» **Instructies opdracht**
Schaal de rijen van de rij met "instance of purple" tot en met de rij met "left=389, top=683, right=490, bottom=727" op door elke kadercoördinaat in de antwoorden met 2 te vermenigvuldigen en op hele getallen af te ronden, met halven naar boven. Geef deze rijen, inclusief de verzoeken, volledig opnieuw weer en laat de getallen in de verzoeken ongewijzigd.

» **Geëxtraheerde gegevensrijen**
----

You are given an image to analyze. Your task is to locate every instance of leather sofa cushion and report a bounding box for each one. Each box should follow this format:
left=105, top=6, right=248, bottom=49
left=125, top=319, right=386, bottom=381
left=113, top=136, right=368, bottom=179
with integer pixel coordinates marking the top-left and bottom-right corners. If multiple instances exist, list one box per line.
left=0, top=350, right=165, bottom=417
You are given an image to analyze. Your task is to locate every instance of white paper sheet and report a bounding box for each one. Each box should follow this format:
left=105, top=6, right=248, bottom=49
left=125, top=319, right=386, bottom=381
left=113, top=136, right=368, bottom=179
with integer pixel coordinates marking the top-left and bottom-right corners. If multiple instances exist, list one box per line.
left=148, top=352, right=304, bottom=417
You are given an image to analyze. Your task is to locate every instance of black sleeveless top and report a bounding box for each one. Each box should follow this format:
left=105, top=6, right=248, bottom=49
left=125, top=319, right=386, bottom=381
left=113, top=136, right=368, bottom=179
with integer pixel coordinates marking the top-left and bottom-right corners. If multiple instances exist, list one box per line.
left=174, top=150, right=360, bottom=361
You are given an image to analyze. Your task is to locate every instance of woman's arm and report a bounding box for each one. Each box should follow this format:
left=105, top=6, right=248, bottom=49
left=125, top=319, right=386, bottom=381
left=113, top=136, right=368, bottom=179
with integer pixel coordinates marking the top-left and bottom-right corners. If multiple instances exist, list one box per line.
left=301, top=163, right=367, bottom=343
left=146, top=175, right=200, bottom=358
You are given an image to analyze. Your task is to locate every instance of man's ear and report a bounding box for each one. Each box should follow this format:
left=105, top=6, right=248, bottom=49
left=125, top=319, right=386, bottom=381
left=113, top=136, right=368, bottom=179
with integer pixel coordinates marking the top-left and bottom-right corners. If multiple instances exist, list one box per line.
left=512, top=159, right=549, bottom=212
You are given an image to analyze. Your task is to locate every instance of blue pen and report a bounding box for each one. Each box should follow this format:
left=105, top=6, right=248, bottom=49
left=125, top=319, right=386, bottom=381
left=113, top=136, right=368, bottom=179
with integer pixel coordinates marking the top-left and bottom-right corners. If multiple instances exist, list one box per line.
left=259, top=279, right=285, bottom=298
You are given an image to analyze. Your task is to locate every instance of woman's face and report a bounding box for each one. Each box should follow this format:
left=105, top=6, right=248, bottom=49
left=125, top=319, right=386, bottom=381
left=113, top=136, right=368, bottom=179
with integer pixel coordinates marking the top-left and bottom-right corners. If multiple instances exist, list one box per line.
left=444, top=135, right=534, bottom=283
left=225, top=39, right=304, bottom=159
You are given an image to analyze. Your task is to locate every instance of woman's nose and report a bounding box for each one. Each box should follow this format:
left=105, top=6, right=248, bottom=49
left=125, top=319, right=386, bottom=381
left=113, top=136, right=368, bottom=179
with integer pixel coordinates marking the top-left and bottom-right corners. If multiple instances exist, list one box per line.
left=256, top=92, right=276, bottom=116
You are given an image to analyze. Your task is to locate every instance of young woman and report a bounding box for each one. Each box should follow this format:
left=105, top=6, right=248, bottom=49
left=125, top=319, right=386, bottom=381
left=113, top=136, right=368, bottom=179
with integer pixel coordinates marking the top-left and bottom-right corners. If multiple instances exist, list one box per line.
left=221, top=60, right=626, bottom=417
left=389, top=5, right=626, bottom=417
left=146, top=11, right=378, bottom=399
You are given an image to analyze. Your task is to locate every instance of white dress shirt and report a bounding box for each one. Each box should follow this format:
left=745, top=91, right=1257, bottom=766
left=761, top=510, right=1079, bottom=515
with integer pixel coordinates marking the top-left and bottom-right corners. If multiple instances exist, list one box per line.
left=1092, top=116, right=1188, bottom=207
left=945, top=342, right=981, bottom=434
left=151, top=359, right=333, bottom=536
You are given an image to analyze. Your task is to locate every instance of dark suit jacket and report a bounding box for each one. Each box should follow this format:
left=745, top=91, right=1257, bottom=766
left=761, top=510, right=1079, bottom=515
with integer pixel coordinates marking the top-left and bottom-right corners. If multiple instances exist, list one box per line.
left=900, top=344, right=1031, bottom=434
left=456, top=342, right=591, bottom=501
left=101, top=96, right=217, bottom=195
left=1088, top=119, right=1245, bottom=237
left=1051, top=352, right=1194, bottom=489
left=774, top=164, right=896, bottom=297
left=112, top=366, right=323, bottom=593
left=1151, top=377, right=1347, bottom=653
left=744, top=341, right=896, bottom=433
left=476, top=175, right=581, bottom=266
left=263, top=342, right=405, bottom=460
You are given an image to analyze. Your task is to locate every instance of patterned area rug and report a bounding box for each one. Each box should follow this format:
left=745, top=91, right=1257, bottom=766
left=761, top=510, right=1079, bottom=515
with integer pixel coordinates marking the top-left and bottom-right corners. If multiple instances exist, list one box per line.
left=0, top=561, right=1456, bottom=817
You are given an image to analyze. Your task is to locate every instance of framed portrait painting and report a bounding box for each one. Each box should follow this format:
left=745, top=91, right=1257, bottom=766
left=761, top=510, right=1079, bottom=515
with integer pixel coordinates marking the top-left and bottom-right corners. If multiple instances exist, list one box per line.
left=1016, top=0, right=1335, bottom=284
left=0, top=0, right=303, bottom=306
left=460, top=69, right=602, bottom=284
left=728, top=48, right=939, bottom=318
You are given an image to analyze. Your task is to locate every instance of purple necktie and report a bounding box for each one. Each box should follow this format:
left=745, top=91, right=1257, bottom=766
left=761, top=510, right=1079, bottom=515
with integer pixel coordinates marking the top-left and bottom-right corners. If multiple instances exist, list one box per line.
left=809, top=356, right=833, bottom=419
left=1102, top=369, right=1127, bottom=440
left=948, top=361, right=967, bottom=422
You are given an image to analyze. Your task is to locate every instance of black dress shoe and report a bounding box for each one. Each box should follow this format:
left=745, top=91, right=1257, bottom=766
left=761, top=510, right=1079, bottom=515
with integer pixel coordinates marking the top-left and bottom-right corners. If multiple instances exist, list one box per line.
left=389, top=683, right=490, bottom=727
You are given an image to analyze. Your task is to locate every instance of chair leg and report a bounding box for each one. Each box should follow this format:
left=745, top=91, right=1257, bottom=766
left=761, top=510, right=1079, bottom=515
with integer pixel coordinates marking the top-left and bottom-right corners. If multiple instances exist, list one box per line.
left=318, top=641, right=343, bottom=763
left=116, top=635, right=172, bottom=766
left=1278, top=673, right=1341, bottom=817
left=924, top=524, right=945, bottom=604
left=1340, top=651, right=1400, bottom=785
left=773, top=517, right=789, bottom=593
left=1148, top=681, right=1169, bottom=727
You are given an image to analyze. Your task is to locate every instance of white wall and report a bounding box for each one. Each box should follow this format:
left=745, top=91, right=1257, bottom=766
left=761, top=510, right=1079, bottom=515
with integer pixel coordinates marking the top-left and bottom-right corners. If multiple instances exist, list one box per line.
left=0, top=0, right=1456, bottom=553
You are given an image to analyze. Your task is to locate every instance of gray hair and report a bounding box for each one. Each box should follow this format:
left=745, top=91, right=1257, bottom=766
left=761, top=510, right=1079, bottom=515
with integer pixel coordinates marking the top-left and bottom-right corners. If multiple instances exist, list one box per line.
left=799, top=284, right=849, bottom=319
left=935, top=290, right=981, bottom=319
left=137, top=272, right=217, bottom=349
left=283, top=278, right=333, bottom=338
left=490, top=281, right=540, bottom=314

----

» **Oplossing**
You are given an image to analyze. Your task is to locate every instance of purple necktie and report a bounding box for each one. Each box should follow this format:
left=745, top=91, right=1257, bottom=766
left=761, top=510, right=1079, bottom=515
with integer pixel coordinates marking the top-left and bottom-right corners. If multiple instances exist, list one box per line.
left=1618, top=712, right=1666, bottom=838
left=2204, top=738, right=2254, bottom=880
left=1896, top=722, right=1934, bottom=844
You are given an image to analyze. Your task is to locate every instance of black dress shoe and report a bounding box for each one. Each box should follow this format:
left=745, top=91, right=1257, bottom=766
left=761, top=510, right=1079, bottom=515
with integer pixel coordinates marking the top-left and bottom-right corners. If multiple instances exist, list one box per line.
left=778, top=1366, right=980, bottom=1454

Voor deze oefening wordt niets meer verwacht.